● **Problem statement**
Convert the records below into a JSON list of strings, one string per line, skipping blank lines. Include every record, and leave the pictures out.

⁂

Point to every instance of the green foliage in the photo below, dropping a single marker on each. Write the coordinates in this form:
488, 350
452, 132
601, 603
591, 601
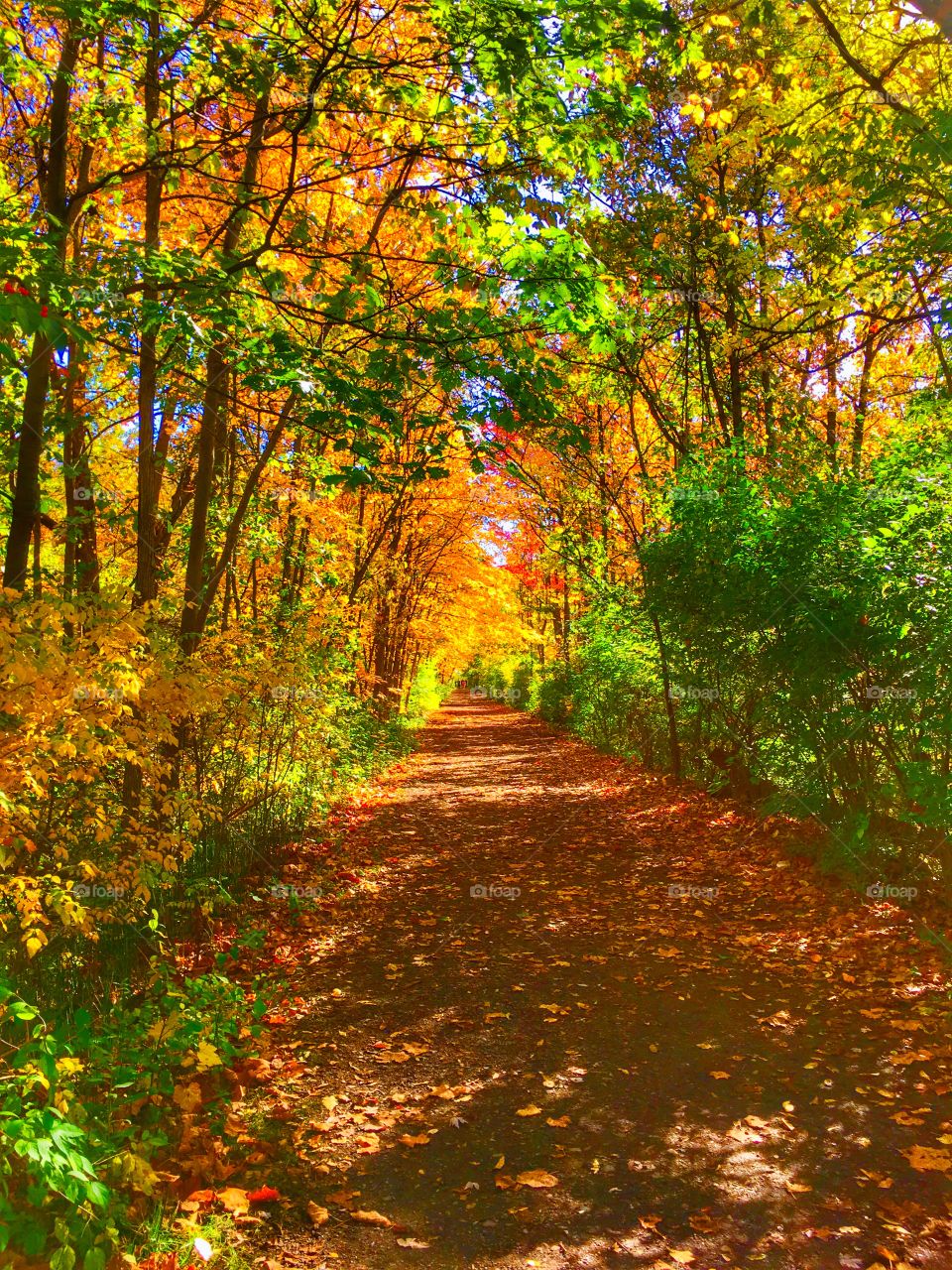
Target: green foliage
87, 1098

⁂

● **Output**
[
  "Point to every instance of the green foliage in the photo below, dropping a single marker on each. Write the coordinates in this form:",
  "488, 350",
  "452, 132",
  "601, 603",
  "591, 601",
  "Target: green foliage",
  "87, 1098"
]